- Action item: Please return the lines, both ends included, that run from the one containing "If you could mark the bench leg" to the last line of the data below, exactly and alone.

- Available data:
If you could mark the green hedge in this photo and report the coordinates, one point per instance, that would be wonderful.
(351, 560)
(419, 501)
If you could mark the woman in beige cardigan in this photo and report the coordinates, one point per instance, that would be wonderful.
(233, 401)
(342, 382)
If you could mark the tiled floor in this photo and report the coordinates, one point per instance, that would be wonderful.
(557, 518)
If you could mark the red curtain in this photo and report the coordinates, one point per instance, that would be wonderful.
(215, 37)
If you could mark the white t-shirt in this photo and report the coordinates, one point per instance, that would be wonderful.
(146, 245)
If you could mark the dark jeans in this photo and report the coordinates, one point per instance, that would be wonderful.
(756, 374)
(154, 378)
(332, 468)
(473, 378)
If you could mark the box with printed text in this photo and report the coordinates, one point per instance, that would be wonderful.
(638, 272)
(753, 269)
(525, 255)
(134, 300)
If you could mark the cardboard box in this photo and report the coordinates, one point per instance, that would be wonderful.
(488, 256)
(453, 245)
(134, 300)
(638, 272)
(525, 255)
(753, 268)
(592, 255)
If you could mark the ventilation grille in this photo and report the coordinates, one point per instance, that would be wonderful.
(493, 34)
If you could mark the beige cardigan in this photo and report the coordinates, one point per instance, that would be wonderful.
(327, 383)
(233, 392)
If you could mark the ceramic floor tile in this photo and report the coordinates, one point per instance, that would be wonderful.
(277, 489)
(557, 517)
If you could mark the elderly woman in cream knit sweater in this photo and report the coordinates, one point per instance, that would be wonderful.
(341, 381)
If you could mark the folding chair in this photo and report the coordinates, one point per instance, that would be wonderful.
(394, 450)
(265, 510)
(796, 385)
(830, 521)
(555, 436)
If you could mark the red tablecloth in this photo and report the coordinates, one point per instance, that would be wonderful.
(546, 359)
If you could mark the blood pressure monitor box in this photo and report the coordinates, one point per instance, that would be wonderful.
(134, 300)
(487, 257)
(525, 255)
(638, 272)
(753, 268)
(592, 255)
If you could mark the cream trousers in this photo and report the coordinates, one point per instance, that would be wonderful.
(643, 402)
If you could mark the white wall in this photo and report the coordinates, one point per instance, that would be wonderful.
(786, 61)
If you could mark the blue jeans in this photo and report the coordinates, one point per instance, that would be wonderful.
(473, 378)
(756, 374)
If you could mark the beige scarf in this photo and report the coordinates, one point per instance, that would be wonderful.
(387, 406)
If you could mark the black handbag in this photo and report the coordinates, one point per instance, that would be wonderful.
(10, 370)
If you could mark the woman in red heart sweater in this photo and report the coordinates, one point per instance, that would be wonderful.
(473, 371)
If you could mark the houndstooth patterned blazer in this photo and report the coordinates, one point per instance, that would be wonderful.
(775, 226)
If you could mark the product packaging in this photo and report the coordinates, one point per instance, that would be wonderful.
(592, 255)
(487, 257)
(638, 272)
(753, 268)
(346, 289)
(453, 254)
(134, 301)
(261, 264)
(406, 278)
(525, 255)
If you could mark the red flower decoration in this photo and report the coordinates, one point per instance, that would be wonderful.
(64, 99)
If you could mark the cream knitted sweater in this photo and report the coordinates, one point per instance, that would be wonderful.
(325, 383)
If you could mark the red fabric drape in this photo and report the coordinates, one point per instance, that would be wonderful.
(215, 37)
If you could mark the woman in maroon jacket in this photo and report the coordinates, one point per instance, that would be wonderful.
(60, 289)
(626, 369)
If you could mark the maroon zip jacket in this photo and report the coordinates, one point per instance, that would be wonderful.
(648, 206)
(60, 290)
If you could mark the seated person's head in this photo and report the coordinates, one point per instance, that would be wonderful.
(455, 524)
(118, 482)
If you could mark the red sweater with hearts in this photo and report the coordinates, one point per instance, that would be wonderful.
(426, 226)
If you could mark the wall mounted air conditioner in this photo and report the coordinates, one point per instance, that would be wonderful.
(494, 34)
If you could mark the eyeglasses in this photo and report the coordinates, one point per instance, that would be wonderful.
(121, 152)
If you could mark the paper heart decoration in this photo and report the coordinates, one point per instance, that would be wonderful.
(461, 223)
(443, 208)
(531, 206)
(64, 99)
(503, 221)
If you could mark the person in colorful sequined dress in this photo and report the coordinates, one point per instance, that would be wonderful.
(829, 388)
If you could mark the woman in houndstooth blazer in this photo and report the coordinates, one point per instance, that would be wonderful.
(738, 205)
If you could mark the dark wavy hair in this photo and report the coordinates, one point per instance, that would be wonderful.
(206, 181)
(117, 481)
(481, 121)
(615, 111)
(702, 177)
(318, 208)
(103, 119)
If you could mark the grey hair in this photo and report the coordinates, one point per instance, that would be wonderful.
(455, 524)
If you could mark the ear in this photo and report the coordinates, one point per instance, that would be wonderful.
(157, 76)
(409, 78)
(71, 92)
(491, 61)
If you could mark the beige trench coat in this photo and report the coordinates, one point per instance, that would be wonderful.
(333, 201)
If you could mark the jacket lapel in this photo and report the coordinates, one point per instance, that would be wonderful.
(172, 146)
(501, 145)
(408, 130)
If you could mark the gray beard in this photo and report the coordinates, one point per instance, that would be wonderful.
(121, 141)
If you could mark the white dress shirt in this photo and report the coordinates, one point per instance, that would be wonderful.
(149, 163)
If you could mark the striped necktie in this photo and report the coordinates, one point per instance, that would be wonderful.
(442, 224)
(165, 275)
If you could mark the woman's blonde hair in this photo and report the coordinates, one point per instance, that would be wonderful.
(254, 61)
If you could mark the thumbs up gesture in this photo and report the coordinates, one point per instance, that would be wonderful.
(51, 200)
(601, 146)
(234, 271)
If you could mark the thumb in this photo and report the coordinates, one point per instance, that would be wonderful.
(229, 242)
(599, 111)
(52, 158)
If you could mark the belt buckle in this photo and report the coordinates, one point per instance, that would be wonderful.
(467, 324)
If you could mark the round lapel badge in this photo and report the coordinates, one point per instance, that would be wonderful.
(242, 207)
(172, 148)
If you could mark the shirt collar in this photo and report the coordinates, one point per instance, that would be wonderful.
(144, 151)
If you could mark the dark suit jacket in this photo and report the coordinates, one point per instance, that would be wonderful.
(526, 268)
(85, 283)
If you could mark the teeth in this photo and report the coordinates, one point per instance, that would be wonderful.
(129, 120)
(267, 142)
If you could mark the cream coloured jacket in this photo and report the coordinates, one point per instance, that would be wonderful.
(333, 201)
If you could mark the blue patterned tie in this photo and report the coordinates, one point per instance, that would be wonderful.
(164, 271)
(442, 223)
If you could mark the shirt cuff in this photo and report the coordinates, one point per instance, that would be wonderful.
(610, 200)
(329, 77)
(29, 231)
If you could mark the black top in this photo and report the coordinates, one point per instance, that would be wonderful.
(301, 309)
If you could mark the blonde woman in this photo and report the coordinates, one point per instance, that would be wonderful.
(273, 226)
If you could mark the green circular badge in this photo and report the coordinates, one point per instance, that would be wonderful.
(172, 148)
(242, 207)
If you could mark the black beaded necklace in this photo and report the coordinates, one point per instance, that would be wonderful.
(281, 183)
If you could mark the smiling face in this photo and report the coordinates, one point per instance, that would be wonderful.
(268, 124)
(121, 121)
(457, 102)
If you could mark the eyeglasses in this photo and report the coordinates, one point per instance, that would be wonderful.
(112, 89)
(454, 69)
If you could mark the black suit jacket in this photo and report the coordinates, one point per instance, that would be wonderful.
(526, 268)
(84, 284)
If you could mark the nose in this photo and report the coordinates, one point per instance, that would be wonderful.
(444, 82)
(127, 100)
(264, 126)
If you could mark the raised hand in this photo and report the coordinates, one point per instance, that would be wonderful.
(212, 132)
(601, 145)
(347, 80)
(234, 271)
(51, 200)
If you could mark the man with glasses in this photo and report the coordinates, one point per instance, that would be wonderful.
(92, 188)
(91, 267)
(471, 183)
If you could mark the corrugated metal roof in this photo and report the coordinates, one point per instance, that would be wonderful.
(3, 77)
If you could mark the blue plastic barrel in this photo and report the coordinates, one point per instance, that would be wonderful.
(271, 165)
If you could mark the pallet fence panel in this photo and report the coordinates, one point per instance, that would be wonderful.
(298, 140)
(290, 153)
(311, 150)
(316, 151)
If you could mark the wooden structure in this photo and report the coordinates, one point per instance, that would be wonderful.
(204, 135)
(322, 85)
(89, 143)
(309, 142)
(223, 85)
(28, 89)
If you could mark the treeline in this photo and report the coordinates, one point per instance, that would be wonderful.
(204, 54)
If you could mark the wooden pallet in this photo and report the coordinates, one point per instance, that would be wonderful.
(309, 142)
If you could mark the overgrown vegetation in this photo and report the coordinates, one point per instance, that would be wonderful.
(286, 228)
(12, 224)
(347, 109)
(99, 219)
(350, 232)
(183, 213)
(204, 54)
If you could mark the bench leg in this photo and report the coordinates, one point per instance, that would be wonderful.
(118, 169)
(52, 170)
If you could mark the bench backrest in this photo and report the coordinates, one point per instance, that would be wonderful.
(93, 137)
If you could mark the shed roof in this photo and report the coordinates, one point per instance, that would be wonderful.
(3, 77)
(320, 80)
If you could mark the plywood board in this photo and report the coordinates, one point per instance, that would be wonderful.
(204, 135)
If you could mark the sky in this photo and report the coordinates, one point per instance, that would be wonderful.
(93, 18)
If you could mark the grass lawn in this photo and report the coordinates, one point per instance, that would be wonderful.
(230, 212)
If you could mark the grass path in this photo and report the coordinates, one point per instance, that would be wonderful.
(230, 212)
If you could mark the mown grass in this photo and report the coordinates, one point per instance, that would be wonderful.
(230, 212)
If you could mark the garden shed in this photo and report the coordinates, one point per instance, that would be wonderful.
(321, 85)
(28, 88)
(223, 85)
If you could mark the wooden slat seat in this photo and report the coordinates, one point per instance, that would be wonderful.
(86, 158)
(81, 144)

- Output of the task:
If you could mark the bench leg in this photo and report the coordinates, one point per instance, that would be wonderful.
(118, 169)
(52, 170)
If you could mark the bench backrest in this photo and report the coordinates, one point per instance, that would be wonderful.
(93, 137)
If you could mark the shed roof in this photo and report the coordinates, one point per instance, that would be wonderful.
(3, 77)
(320, 80)
If you could mark the plywood board in this photo and report the coordinates, one point per instance, that would be wonderful.
(204, 135)
If you could mark the sky in this photo and report the coordinates, one point per instance, that would be wonderful.
(93, 18)
If you could mark the grass lawn in this photo and report the coordinates, one point per instance, that would be wonderful.
(230, 212)
If you could mark the grass path in this photo and report the coordinates, one point per instance, that would be wonderful.
(230, 212)
If you could mark the mown grass in this photo and report the coordinates, one point per instance, that would be wonderful.
(230, 212)
If you could mark the garden shed in this photo and report the coordinates, one point per instance, that would be wonderful.
(321, 85)
(28, 88)
(223, 85)
If you could mark the wooden slat seat in this photo and report the coordinates, one point per instance, that would be wonderful.
(86, 158)
(81, 144)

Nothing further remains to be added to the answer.